**Problem**
Extend the passage introducing the role-playing game Moon Hunters, beginning directly after its final sentence.
::: Excerpted passage :::
Somewhere amongst the harsh, arid terrain, which buckles and cracks underneath the pressure of the traitorous Sun, her believers are weeping. She has left them to the mercy of chaos, deserted them in a realm where vicious sand scarabs unleash their sting, and haunted spirits threaten to swallow their faith. A beacon of hope emerges in the traveller who dares to find her – the beloved Goddess of the Moon. This is the effortless way that Moon Hunters, a mythology rich RPG that delves deep into ancient folklore and history enchants, bewitches, and mesmerises, and makes us question our very existence.
::: Source material :::
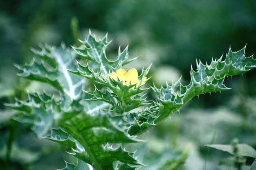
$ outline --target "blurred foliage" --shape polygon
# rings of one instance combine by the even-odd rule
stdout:
[[[84,39],[89,28],[102,36],[108,32],[113,41],[108,50],[112,56],[117,55],[114,51],[119,44],[123,49],[129,44],[130,55],[139,56],[137,63],[129,67],[141,69],[153,63],[152,84],[164,86],[165,80],[176,81],[182,74],[182,81],[187,82],[191,64],[195,66],[196,58],[203,63],[209,62],[211,57],[219,57],[227,51],[229,46],[236,51],[247,44],[247,56],[255,53],[256,8],[254,0],[0,1],[0,150],[5,152],[9,142],[9,147],[13,145],[10,150],[20,148],[20,152],[28,155],[23,160],[29,160],[24,164],[19,161],[18,154],[14,154],[15,158],[10,154],[9,168],[61,168],[65,163],[60,155],[67,157],[61,146],[38,139],[29,127],[10,119],[15,113],[2,104],[13,102],[14,96],[24,97],[26,89],[49,89],[34,82],[29,84],[15,76],[17,71],[13,64],[30,61],[31,47],[37,48],[39,43],[59,46],[62,42],[67,46],[77,44],[76,36]],[[79,23],[76,28],[76,20]],[[79,32],[72,32],[71,27],[73,30],[80,28]],[[155,142],[149,147],[183,150],[191,143],[185,169],[197,170],[216,169],[218,163],[229,156],[204,147],[206,144],[229,144],[236,137],[255,148],[255,73],[251,71],[232,81],[226,79],[225,84],[233,89],[222,95],[206,94],[200,100],[193,99],[180,114],[145,137],[149,141],[156,138],[163,144]],[[31,137],[33,140],[29,140]],[[164,145],[166,143],[168,146]],[[29,159],[35,153],[35,159]],[[6,158],[0,157],[1,166]],[[250,165],[254,161],[247,158],[246,163]]]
:::
**Answer to the task**
The ancient Mesopotamian city of Issaria feels anything but mythical when you first tread upon its nostalgic soil. Developers Kitfox Games cleverly adopt a 1-4 player gameplay style that allows players to choose a class of character that best speaks to their own personality, from the quick witted spellblade Dumuzi, to the powerful witch Kubele. Players are then invited to align themselves with a tribe – either the secretive wolf clan or the desert dwelling dust folk, after which they materialise in the Outskirts, a basic training area. The controls in Moon Hunters, which use a combination of WASD keys for movement and the mouse for special attacks, are simple and easy to grasp even for newcomers to the RPG genre, and the objective driven gameplay that tasks players with finding water, food or a place with more air immediately engages the attention. The shadowy terrain, littered with trees, caves and bushes which contain sometimes hidden opals (represented by the Greek letter Φ) serves as a beautiful canvas for rich exploration and reward, but the true highlight is interacting with NPCs. That’s when the real story begins.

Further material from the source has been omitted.